**JOB**
Copy out every line in the records below that contains the word "water".

━━━━━ GIVEN ENTRIES ━━━━━

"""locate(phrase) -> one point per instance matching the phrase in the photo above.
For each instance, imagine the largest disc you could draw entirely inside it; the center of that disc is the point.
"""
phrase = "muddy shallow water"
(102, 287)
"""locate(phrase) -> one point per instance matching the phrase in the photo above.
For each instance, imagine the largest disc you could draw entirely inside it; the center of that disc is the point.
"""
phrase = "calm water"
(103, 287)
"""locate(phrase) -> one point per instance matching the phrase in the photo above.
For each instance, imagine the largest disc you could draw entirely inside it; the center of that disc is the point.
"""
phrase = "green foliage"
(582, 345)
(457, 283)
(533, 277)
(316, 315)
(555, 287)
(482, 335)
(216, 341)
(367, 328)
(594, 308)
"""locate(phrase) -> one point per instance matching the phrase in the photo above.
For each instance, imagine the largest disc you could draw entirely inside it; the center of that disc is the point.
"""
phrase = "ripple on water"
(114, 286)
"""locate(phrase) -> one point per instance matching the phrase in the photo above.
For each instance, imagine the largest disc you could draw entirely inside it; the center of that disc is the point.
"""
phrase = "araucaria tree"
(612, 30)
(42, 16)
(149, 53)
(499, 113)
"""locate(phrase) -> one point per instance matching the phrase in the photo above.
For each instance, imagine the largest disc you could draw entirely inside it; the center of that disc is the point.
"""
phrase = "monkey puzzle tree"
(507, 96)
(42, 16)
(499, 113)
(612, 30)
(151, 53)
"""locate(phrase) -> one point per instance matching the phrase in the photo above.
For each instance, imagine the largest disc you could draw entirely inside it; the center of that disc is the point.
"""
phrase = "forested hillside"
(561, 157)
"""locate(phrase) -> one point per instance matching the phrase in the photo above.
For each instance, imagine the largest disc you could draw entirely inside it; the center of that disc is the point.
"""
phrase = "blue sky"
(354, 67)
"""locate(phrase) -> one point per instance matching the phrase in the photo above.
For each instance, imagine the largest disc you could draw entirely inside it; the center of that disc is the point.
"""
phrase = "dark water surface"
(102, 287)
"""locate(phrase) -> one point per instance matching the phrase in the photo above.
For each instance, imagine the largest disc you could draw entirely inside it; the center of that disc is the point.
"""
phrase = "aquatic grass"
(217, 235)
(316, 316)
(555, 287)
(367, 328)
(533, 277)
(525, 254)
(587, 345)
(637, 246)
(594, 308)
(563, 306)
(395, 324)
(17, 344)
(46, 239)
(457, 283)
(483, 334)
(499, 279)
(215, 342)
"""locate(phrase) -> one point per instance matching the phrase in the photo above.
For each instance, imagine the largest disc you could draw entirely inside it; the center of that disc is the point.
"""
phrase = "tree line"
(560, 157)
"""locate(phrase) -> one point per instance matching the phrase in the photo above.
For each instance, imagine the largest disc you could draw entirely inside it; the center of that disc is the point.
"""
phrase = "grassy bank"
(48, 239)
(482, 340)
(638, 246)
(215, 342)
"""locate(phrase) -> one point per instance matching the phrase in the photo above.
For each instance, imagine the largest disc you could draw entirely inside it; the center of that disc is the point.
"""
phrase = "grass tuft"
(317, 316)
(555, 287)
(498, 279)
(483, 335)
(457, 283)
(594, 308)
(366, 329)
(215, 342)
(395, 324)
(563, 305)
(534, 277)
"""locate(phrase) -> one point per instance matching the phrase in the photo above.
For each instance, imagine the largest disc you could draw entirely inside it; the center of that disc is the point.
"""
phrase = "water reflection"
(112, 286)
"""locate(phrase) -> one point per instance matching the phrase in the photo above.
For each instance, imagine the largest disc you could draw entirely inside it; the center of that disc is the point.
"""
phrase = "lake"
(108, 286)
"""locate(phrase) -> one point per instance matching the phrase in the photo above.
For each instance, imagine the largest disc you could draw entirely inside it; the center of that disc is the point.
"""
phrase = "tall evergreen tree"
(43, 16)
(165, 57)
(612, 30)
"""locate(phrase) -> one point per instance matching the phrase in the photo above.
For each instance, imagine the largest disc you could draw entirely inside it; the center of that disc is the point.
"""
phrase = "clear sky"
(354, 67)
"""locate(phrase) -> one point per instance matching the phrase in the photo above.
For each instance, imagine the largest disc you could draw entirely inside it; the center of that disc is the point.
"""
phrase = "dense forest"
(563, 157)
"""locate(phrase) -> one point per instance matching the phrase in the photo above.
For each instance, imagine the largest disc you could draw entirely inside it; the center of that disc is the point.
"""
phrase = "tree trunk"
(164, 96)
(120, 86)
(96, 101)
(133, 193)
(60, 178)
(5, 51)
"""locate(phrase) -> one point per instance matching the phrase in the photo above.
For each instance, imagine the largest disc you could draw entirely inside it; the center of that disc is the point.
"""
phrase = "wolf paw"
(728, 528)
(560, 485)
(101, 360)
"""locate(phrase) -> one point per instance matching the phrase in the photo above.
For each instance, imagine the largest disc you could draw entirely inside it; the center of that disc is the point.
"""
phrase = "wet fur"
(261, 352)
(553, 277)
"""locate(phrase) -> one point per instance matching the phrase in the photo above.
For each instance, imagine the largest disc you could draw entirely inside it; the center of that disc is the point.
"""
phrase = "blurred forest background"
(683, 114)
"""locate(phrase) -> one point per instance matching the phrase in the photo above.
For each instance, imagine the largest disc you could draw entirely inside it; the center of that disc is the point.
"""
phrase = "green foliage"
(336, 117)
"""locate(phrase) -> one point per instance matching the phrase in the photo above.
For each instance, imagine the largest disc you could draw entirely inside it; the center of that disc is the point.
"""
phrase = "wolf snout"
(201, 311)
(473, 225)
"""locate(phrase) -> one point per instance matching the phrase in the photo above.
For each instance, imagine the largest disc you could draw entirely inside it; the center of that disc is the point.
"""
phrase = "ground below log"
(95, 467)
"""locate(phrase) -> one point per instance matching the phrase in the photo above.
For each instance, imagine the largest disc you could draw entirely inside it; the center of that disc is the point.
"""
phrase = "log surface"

━━━━━

**EXERCISE ANSWER**
phrase = "muddy shallow water"
phrase = "calm water"
phrase = "ripple on water"
phrase = "dark water surface"
phrase = "water reflection"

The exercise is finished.